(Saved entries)
****************************************
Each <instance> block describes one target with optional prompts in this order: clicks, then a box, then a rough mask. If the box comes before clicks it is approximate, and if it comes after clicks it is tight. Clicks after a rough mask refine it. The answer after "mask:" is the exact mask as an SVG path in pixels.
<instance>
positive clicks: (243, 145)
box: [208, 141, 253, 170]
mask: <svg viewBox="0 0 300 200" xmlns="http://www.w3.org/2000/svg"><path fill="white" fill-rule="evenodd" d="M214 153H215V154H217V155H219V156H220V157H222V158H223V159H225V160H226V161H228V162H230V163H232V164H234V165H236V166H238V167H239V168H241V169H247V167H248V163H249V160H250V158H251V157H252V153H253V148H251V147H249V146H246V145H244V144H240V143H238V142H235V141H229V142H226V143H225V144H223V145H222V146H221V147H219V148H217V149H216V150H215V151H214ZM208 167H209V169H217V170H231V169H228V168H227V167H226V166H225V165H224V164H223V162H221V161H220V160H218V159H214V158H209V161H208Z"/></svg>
****************************************
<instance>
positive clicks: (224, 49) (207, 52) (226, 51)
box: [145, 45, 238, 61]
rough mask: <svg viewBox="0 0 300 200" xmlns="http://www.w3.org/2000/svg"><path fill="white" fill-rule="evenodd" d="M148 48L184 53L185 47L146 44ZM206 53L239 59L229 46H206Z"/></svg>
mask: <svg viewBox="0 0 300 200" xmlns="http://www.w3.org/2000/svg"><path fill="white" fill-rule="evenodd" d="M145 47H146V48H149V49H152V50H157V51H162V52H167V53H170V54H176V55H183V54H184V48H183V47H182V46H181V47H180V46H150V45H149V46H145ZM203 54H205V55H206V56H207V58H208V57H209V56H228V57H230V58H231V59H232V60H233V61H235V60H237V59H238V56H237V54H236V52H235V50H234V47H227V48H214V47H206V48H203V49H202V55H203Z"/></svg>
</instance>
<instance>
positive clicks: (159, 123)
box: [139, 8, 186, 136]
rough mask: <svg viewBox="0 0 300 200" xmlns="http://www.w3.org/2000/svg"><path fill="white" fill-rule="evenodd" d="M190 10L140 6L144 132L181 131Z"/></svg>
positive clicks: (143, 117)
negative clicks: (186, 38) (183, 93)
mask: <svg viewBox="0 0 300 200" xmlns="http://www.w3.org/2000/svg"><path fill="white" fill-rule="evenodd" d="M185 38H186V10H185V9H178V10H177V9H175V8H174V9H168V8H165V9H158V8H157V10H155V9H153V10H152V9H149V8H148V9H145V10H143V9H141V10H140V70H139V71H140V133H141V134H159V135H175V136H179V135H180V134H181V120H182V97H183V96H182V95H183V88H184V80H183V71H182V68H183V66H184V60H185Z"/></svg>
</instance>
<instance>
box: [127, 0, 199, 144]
****************************************
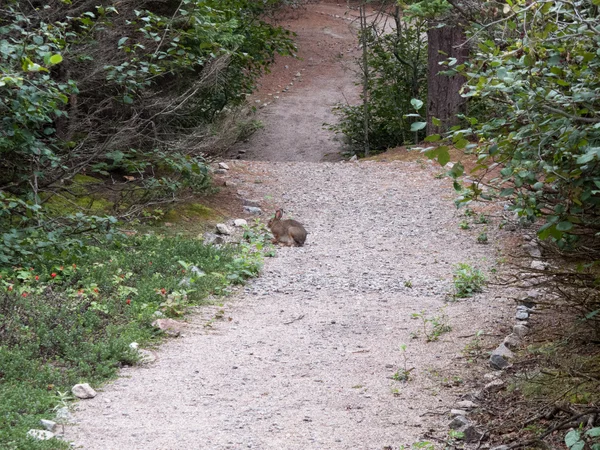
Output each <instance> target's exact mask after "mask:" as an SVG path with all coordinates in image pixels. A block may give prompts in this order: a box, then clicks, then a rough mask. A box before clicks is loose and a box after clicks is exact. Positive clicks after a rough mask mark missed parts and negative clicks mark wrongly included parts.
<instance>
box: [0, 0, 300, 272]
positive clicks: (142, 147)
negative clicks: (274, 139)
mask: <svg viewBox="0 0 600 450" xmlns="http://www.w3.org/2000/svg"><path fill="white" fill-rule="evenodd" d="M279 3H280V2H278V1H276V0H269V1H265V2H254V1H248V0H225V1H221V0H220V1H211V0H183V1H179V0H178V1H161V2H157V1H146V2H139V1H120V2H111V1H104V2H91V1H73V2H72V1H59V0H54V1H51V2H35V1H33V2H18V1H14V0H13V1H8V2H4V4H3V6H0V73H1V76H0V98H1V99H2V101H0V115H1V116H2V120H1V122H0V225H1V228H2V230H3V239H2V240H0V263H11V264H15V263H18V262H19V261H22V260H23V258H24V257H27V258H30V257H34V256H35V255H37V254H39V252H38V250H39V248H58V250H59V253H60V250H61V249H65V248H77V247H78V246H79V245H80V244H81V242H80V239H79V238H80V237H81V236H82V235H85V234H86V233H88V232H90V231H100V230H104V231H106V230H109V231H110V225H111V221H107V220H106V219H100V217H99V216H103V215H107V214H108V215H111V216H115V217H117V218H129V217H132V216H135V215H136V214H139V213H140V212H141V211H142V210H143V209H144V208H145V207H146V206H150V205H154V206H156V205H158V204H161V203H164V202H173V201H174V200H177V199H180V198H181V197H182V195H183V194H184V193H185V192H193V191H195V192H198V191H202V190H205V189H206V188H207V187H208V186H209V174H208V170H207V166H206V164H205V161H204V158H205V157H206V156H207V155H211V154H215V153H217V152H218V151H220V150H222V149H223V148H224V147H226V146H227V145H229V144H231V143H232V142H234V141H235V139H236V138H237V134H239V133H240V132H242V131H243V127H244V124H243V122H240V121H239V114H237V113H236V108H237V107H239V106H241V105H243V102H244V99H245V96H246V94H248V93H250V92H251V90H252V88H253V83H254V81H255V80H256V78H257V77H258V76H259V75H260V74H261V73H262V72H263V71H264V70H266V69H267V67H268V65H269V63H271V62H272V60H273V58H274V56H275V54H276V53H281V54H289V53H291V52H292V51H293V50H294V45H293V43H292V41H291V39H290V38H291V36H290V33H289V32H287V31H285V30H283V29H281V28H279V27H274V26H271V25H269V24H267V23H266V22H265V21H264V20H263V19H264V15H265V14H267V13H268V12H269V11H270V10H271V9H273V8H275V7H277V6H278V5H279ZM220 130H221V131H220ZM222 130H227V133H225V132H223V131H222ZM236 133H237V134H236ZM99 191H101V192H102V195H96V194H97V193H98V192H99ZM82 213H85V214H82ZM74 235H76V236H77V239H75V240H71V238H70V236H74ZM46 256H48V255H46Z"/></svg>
****************************************
TASK GOAL:
Reproduce exactly the entries above, limited to the lines from the one with "10L140 6L144 132L181" through the one with "positive clicks: (143, 117)", both included.

YOUR RESPONSE:
rough mask: <svg viewBox="0 0 300 200" xmlns="http://www.w3.org/2000/svg"><path fill="white" fill-rule="evenodd" d="M190 10L140 6L144 132L181 131Z"/></svg>
positive clicks: (143, 117)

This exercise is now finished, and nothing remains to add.